[Stored records]

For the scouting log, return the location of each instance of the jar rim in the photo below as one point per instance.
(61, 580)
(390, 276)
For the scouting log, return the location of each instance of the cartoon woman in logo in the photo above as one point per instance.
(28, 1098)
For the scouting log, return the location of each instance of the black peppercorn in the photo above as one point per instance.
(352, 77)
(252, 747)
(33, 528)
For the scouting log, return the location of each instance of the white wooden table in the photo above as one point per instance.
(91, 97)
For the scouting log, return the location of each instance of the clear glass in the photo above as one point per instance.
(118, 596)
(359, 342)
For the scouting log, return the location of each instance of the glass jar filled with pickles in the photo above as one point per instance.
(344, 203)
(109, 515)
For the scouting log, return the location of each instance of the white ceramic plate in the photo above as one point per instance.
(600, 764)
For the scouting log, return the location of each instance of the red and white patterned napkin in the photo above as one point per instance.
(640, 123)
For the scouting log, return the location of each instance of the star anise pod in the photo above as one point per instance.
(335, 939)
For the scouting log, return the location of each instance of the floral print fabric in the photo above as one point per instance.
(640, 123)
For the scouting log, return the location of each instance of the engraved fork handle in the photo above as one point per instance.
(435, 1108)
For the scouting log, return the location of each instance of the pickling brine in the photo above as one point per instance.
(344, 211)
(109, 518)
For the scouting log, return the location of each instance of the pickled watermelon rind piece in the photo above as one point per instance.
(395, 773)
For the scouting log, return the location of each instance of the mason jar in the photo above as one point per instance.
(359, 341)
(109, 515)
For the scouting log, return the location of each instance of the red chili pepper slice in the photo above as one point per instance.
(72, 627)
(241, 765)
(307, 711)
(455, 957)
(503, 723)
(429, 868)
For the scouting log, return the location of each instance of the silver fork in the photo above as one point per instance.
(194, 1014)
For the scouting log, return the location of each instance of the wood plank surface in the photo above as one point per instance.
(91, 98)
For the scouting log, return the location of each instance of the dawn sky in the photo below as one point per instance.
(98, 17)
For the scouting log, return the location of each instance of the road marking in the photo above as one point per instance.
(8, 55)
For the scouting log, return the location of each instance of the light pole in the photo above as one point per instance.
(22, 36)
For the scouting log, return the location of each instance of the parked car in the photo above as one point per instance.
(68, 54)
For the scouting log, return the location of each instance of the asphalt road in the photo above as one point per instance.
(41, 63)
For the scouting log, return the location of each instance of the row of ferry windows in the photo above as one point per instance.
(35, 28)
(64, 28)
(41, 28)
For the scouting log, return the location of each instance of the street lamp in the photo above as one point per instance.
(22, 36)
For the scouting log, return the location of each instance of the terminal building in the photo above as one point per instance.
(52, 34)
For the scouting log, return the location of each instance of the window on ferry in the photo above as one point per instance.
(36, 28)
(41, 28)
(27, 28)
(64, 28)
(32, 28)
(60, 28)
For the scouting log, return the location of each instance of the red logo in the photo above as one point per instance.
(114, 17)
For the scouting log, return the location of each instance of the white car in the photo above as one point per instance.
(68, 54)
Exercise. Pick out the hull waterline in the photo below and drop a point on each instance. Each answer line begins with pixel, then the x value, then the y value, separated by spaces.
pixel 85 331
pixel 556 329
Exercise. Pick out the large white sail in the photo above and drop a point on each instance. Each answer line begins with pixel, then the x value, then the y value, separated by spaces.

▸ ABOUT THIS TASK:
Set every entry down once more, exactly as written above.

▸ REPLY TO THE EXERCISE:
For the scouting log, return the location of each instance of the jar rim in the photo below as one point per instance.
(61, 580)
(390, 276)
For the scouting log, return the location of each instance of the cartoon woman in logo in the photo above as one point per instance.
(28, 1098)
For the scouting log, return the location of each instance of the black peppercorn in the photo above as one point per instance.
(352, 77)
(252, 747)
(33, 528)
For the scouting log, return the location of each instance of the white wooden table in the photo above as one point per instance.
(91, 97)
For the scouting log, return the location of each instance of the clear glass in the photo above as one point per instance.
(118, 596)
(359, 342)
For the scouting log, return the location of each instance of the glass jar filled with pickles in the photo above as one point per instance.
(344, 203)
(109, 515)
For the scouting log, return the location of each instance of the white ceramic plate in the photo above as one point per instance.
(600, 764)
For the scouting log, return the location of each instance of the red and white patterned napkin in the photo above as one point per instance.
(640, 123)
For the scouting log, return the location of each instance of the star anise pod in the photo above as one point per instance.
(335, 939)
For the scouting log, return the location of each instance of the floral print fabric in the photo above as one point per instance.
(640, 123)
For the scouting log, return the location of each instance of the engraved fork handle in the photo above as one point per instance.
(435, 1108)
For the scouting log, return the location of each instance of the pickling brine in the photo above as one point per instance.
(344, 211)
(109, 518)
For the scouting log, return the location of each instance of the pickled watermelon rind piece in the photo above as one point per instance.
(395, 773)
For the scouting log, return the location of each instance of the mason jar in the photo above as one point per instance.
(359, 341)
(109, 515)
For the scouting log, return the location of each instance of the red chili pepper slice in the photo above as one point per instance.
(72, 627)
(241, 765)
(307, 711)
(455, 957)
(503, 723)
(429, 868)
For the scouting log, return the location of each instance of the silver fork in the photo above as one point per instance.
(194, 1014)
For the scouting log, return the location of each instance of the wood plank surface in the photo above as one point per instance.
(91, 98)
For the scouting log, return the location of each instance of the dawn sky in the photo below as one point per instance.
(98, 17)
For the scouting log, return the location of each instance of the road marking in the photo above as one point per instance.
(8, 55)
For the scouting log, return the location of each instance of the light pole in the photo above as one point per instance.
(22, 36)
For the scouting log, return the location of each instance of the parked car in the photo above as one point per instance.
(68, 54)
For the scouting log, return the location of each instance of the asphalt road in the photo above as one point per instance.
(41, 63)
For the scouting log, return the location of each instance of the row of ferry windows in the photo above as one point per instance.
(35, 28)
(64, 28)
(41, 28)
For the scouting log, return the location of each instance of the street lamp in the photo above as one point per instance.
(22, 36)
For the scouting log, return the location of each instance of the terminal building in the photo above as one point per instance.
(52, 34)
For the scouting log, return the location of each instance of the window on ferry in the photo above as one point per instance.
(36, 28)
(41, 28)
(27, 28)
(64, 28)
(32, 28)
(60, 28)
For the scouting log, return the location of each instance of the red logo in the photo above as one point per instance.
(114, 17)
For the scouting log, return the location of each instance of the white car in the photo above as one point per instance.
(68, 54)
Exercise. Pick out the hull waterline in the photo below and drop a point on each instance. Each answer line begins with pixel, then the x value, then the y value, separated by spaces.
pixel 85 331
pixel 556 329
Exercise. Pick out the large white sail in the photo above and drop a point on each instance. Each answer line begins with pixel, then the x value, then the y value, separated by spaces.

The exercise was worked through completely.